> [Excerpted data]

------------------------------------------------------------------------

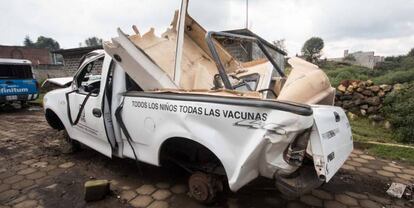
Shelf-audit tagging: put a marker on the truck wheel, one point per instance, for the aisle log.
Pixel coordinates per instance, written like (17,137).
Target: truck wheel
(23,104)
(67,145)
(204,187)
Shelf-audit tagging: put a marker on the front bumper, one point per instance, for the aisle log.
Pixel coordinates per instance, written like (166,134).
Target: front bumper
(11,98)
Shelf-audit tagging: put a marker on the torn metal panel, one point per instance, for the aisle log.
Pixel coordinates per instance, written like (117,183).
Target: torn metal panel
(307,84)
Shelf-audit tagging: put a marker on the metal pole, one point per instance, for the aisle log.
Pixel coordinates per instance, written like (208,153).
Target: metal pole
(180,42)
(247,14)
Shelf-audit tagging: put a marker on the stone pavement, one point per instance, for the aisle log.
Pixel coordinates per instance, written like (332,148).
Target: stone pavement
(33,173)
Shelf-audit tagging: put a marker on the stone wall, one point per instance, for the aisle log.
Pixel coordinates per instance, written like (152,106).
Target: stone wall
(37,56)
(363,97)
(43,72)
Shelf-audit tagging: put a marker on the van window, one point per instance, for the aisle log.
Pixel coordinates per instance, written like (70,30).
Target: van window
(15,71)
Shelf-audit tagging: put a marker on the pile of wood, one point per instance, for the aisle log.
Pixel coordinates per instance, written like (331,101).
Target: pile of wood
(362,97)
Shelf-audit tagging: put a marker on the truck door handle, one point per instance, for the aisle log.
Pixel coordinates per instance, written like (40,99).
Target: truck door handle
(97,112)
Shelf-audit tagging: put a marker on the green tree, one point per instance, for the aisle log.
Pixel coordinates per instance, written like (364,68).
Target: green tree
(45,42)
(42,42)
(93,41)
(312,49)
(28,42)
(411,53)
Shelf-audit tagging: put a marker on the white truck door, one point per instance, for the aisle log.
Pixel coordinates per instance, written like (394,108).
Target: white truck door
(88,122)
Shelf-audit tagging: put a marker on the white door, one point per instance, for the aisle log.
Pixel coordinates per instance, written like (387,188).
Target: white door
(88,123)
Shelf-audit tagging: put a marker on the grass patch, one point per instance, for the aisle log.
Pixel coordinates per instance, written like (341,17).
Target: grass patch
(392,152)
(364,131)
(39,100)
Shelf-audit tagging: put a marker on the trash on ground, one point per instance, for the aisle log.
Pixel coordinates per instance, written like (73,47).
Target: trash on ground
(96,189)
(396,190)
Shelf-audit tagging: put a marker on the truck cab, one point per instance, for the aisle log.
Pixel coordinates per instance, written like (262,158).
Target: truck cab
(17,81)
(208,114)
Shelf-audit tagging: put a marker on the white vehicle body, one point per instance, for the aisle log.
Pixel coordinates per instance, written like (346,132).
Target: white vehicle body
(246,134)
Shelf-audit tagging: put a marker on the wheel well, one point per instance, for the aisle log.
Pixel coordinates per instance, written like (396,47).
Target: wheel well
(190,155)
(53,120)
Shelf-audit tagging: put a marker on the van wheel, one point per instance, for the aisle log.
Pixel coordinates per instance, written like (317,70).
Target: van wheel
(204,187)
(66,144)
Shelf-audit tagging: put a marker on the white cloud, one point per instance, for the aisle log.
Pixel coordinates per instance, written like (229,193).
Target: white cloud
(384,26)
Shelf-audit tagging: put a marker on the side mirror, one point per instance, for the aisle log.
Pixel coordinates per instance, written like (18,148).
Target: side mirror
(74,87)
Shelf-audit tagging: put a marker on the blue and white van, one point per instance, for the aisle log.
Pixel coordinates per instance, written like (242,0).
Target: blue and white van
(17,82)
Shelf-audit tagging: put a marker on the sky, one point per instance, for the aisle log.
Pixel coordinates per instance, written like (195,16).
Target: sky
(383,26)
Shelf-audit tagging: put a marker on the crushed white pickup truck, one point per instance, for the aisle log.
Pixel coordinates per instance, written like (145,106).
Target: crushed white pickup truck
(182,98)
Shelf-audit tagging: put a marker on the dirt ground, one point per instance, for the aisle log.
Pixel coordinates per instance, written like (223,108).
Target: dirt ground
(34,173)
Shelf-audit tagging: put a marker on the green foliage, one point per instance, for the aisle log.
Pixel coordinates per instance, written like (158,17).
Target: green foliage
(393,70)
(42,42)
(398,107)
(93,41)
(411,53)
(393,152)
(395,77)
(28,42)
(337,73)
(364,131)
(350,58)
(312,49)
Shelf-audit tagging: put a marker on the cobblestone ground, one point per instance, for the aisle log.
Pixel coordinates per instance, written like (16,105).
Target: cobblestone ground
(33,173)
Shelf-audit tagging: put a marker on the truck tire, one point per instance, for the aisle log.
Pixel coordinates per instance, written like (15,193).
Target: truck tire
(66,144)
(204,187)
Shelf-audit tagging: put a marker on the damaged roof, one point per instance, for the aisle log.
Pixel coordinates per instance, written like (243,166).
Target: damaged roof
(248,32)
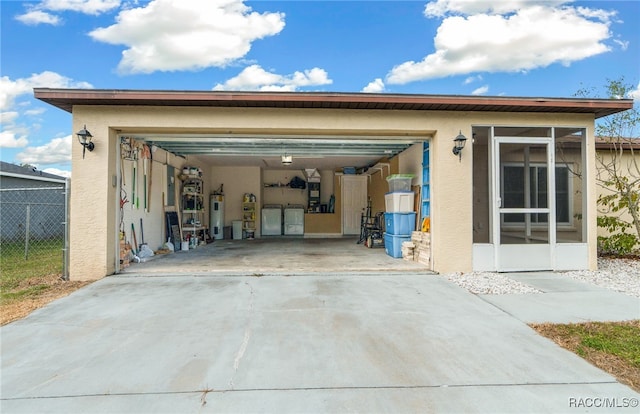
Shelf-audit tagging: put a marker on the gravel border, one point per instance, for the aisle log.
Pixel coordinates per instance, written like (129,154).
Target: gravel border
(620,275)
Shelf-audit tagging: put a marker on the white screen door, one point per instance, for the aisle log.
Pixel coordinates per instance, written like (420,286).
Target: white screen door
(524,220)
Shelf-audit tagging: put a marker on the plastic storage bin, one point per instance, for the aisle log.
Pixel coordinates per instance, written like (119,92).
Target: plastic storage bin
(393,244)
(400,223)
(399,202)
(399,182)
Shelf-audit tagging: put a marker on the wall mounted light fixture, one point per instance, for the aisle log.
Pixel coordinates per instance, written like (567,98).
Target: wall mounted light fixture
(84,137)
(459,142)
(286,159)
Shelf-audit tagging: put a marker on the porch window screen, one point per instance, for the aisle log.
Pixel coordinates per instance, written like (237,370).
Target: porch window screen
(514,197)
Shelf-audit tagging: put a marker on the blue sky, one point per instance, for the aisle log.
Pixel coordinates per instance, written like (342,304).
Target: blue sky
(549,48)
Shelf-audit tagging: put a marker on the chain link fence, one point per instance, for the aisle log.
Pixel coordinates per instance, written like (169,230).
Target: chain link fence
(33,226)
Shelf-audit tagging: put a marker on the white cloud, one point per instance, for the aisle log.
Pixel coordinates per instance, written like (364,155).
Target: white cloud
(57,151)
(441,8)
(472,79)
(255,78)
(635,94)
(11,89)
(8,139)
(530,35)
(375,86)
(624,44)
(36,17)
(481,90)
(167,35)
(40,13)
(93,7)
(8,117)
(34,112)
(56,171)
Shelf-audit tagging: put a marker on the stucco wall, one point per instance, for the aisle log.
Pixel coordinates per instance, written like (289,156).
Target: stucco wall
(94,200)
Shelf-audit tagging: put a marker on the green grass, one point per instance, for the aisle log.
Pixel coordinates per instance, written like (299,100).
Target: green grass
(621,340)
(44,258)
(611,346)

------------------------------------------------------------------------

> [What the exercise asks] Pictures in the records should not appear in your copy, but everything else must be transcribed exactly.

> [Task result]
Shelf-audit tagging: put a marker on the truck wheel, one point per instance, for the aisle log.
Pixel coordinates per instance, written like (17,137).
Target: truck wheel
(23,104)
(67,145)
(204,187)
Shelf-audit tagging: put a marker on the front bumper, one point per instance, for the aisle log.
Pixel coordinates per instance, written like (166,134).
Target: front bumper
(11,98)
Shelf-audit tagging: put a marker on the torn metal panel, one point per instance, for the aisle log.
Pixel coordinates per instance, written like (117,183).
Target: torn metal panel
(307,84)
Shelf-audit tagging: put a marker on the metal pole, one point per instance, for the aisle log.
Pixel coordinates per instance, written like (208,153).
Target: metal pole
(180,42)
(247,14)
Shelf-audit tagging: put a marker on the stone pavement, one point per instance, for the aisle log.
Pixel coordinates per instance, written like (332,148).
Target: stone pavement
(33,173)
Shelf-audit tagging: put a marker on the stone wall, one point per instance, for the aisle log.
Pixel coordinates per instance, written like (152,106).
Target: stone wall
(37,56)
(363,97)
(43,72)
Shelf-audit tagging: put a marker on the van window, one point per instance, for the aisle log.
Pixel coordinates per instance, written like (70,30).
Target: van window
(15,71)
Shelf-audit tagging: put a marker on the pile of wood, one point per instance, for the aisle log.
Pixel coordinates per instance, written like (331,101).
Target: pile of wood
(362,97)
Shelf-audit tagging: put a marker on the truck door handle, one point per instance, for the aisle log.
Pixel coordinates per instance, written like (40,99).
Target: truck door handle
(97,112)
Shelf-audit tagging: put a marker on the green tree, one point per instance, for the aisle log.
Pixel coordinates per instance, written like (364,68).
Target: green tree
(45,42)
(42,42)
(93,41)
(312,49)
(28,42)
(411,53)
Shelf-audit tagging: put a marker on the white truck door, one point per instance, for the aisle log.
Pixel coordinates per instance, written like (394,108).
Target: white truck door
(88,122)
Shelf-audit tagging: put a marker on the white door, one point per instance, for the aisle log.
Pixel coordinates per instance, written like (387,188).
Target: white door
(88,123)
Shelf-audit tagging: put a marker on the grass patch, one point per instance, for the aisle log.
Pixel coordinates per instance, written like (341,17).
Target: grass patch
(392,152)
(364,131)
(39,100)
Shelf-audit tagging: put a marker on the trash on ground, one point per instance, for the aisle log.
Pixel coordinates per instance, written like (73,47).
Target: trash on ground
(96,189)
(396,190)
Shelf-audit tagging: put a marker on the truck cab, one point per instance, for the aisle log.
Pixel coordinates per instance, written like (262,158).
Target: truck cab
(17,81)
(208,114)
Shelf-audit tagging: put a marker on the white vehicle body, one point per instance, for the aisle log.
Pixel coordinates per instance, written like (346,132).
Target: white vehicle body
(246,134)
Shelf-audit tagging: put a marker on the wheel well, one point per instance, for the aisle log.
Pixel coordinates per instance, written like (396,47).
Target: wheel well
(190,155)
(53,120)
Shelf-audit tagging: put a marker on the van wheel, one point per instance, for the aisle log.
Pixel coordinates per instance, written like (317,70).
Target: van wheel
(204,187)
(66,144)
Shelf-audit tagging: put a marker on the white cloud, one point per instance, for the aisle log.
Pixel coordinates per instance, written like (229,193).
Target: white cloud
(384,26)
Shelf-audit tagging: put a marker on the side mirror, one point per instance, for the aisle log.
Pixel coordinates per instance, written like (18,148).
Target: side mirror
(74,87)
Shelf-audit tagging: put a marker on the blue and white van, one point per instance, for the aisle log.
Pixel coordinates per instance, written like (242,0).
Target: blue and white van
(17,82)
Shelf-audit tagging: put a marker on the sky, one point per instance, for the aisle log.
Pixel coordinates per instance, written like (195,16).
Target: sky
(383,26)
Shelf-audit tagging: put a marker on the crushed white pickup truck, one point per instance, for the aisle log.
Pixel coordinates per instance, written like (145,106).
Target: crushed white pickup truck
(182,98)
Shelf-audit tagging: put a marker on the dirt ground, one point per instance, for the aisle log.
Pixel coordinates per instance, written like (223,108).
Target: dirt ground
(34,173)
Shelf-audit tagging: put a marker on the green foliage, one point per instance, for the aisle log.
Pixel coordinates per instance, written like (158,17).
Target: green foliage
(393,70)
(42,42)
(398,107)
(93,41)
(411,53)
(393,152)
(395,77)
(28,42)
(337,73)
(364,131)
(350,58)
(312,49)
Shelf-audit tagging: put a marker on the cobblestone ground, one point per instance, for the aisle log.
Pixel coordinates per instance, written like (16,105).
Target: cobblestone ground
(33,173)
Shelf-audit tagging: put a marker on the truck tire, one point per instance, for the aisle log.
Pixel coordinates per instance, written like (15,193).
Target: truck tire
(66,144)
(204,187)
Shelf-audit tagging: put a marker on the damaged roof, one point per instance, for the aisle log.
Pixel coordinates per instance, written like (243,166).
Target: damaged roof
(248,32)
Shelf-audit tagging: put a marker on the gravel border, one point per instance, for the aisle log.
Pixel coordinates per instance, written like (129,154).
Target: gravel border
(620,275)
Shelf-audit tagging: put a marker on the white screen door, one point per instance, for the aisle log.
Pixel coordinates per instance, written like (420,286).
Target: white screen door
(524,220)
Shelf-audit tagging: put a marker on the plastic storage bin, one point per instance, for the aisle log.
Pixel coordinates per instance, written like (119,92).
Target: plastic storage bin
(393,244)
(400,223)
(399,202)
(399,182)
Shelf-audit tagging: put a marker on the wall mounted light fixture, one point per instance, for the aisle log.
Pixel coordinates per instance, written like (567,98).
Target: wall mounted light fixture
(84,137)
(459,142)
(286,159)
Shelf-audit tagging: put a marker on the porch window screen, one point per instance, for the aisle log.
Pixel coordinates per instance, written like (237,370).
Target: porch window screen
(514,197)
Shelf-audit tagging: put a marker on the blue sky, one point per instance, for the aisle log.
Pixel coordinates per instance, written like (342,304).
Target: blue sky
(549,48)
Shelf-audit tagging: put a marker on the chain link fence, one point per instance, for the aisle log.
Pixel coordinates per instance, written like (169,230).
Target: chain link fence
(33,226)
Shelf-audit tagging: put a marker on the white cloud, one point per instance, for the aisle log.
Pixel coordinates per instance, written like (364,155).
Target: white cloud
(57,151)
(441,8)
(472,79)
(255,78)
(635,94)
(11,89)
(8,139)
(530,35)
(375,86)
(624,44)
(36,17)
(481,90)
(167,35)
(40,13)
(93,7)
(8,117)
(34,112)
(56,171)
Shelf-audit tagging: put a marker on the stucco wall, one point per instance, for the aisle log.
Pixel coordinates per instance, written like (289,156).
Target: stucco wall
(94,200)
Shelf-audit tagging: put a marker on the green grass, one point per instance, for the aisle log.
Pixel coordinates per instance, written like (299,100).
Target: green grass
(621,340)
(44,258)
(611,346)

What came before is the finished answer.